* [YOUR GOAL]:
Report only the number of lines that contain the string "smartphone" in the records below.

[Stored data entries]
——
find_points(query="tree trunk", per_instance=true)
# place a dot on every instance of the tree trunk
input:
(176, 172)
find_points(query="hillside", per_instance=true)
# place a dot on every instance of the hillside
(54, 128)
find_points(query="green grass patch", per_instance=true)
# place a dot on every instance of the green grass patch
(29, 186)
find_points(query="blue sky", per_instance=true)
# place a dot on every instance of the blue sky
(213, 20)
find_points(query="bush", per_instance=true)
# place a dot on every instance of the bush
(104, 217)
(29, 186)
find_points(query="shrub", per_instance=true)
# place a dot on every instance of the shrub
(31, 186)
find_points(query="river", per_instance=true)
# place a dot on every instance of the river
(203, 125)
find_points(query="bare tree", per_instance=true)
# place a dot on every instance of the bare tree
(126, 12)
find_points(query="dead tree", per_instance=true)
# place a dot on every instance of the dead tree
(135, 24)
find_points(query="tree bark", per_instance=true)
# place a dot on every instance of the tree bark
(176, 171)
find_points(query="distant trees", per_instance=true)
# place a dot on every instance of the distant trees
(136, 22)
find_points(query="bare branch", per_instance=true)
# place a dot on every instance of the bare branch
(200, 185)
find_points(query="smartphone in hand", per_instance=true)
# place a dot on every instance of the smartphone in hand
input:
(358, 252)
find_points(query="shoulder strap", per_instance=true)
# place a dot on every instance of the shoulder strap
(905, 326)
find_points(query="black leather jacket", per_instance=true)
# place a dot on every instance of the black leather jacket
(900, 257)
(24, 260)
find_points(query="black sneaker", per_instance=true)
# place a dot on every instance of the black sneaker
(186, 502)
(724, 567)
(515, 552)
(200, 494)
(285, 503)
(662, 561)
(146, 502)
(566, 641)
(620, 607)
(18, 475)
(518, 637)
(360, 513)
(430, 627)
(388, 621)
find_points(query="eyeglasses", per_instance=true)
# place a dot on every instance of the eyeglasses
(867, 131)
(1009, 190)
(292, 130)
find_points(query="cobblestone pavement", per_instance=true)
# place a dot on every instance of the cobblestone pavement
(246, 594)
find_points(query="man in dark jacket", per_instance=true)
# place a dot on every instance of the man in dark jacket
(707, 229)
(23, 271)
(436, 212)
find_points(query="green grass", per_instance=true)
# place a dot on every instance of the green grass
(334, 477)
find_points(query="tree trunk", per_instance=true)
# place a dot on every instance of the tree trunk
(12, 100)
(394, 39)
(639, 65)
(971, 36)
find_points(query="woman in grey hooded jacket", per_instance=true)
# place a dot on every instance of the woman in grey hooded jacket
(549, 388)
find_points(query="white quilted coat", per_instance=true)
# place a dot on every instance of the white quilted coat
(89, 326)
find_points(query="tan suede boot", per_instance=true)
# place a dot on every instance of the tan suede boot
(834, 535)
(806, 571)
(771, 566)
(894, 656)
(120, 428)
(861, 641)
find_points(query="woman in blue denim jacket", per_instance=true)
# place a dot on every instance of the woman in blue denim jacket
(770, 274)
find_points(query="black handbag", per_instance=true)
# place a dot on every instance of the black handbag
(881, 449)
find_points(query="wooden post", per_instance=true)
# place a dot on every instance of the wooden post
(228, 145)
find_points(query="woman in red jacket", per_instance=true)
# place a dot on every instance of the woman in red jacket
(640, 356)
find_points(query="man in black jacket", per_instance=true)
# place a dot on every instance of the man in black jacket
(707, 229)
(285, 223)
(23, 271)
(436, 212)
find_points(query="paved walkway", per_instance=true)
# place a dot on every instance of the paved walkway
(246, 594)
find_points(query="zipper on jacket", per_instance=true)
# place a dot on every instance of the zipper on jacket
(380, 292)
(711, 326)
——
* [WORKED SOLUTION]:
2